What is needed: Among the lines of the records below, copy those that hold the word "giving".

### Data for the task

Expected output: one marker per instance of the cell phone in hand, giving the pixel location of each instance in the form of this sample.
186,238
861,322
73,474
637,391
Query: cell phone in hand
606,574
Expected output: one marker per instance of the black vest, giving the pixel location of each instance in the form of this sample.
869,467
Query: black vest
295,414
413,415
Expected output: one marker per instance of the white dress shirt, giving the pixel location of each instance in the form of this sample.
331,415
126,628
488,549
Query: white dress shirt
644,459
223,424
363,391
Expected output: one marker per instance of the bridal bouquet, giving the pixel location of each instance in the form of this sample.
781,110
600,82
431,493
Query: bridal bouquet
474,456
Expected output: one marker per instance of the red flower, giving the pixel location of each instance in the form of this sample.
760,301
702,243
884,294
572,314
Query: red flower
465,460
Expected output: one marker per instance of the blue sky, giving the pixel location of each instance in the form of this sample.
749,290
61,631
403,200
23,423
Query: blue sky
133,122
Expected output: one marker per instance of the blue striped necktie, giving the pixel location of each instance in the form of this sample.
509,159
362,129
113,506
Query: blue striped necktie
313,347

######
### Data for the task

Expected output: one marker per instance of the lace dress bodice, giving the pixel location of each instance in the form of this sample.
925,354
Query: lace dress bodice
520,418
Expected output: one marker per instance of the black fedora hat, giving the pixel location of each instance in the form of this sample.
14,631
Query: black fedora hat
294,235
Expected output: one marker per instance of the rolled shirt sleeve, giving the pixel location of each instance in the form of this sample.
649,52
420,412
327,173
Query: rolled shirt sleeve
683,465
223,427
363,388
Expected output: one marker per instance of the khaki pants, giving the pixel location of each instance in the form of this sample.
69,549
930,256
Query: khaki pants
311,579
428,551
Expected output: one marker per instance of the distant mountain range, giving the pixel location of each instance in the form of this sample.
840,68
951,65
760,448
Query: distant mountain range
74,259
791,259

######

Response:
Expected output: one marker per instance of the cell phone in hand, giving the pixel location of each instance in the form of this sample.
Expected output: one marker per instance of the black vest, giving the pixel location of each instance in the form of this sample.
Expected output: one marker per instance of the white dress shirt, giving the pixel location of each instance in the form of this sample.
Expected output: one marker per instance of the bridal bouquet, giving the pixel location of each instance in the form of this sample.
Expected output: one marker per instance of the red flower, giving the pixel location of each instance in the form of this sample.
Expected output: one marker per instance of the blue sky, giving the pixel location of each instance in the form of this sample.
Expected output: one marker per instance of the blue striped necktie, giving the pixel location of each instance in the form of this sample.
Expected output: one marker per instance of the lace dress bodice, giving the pixel location of each instance in the form of this sample.
Expected output: one marker per instance of the black fedora hat, giving the pixel location of each instance in the form of this sample.
Expected output: one marker per instance of the rolled shirt sleeve, giving the pixel location of each instance in the form of this sample.
Expected output: one marker per instance of the khaki pants, giving the pixel location of each instance in the form of this sample.
Expected output: one marker per instance of the distant mountain range, giving the pixel location of each instance in the form of this sample.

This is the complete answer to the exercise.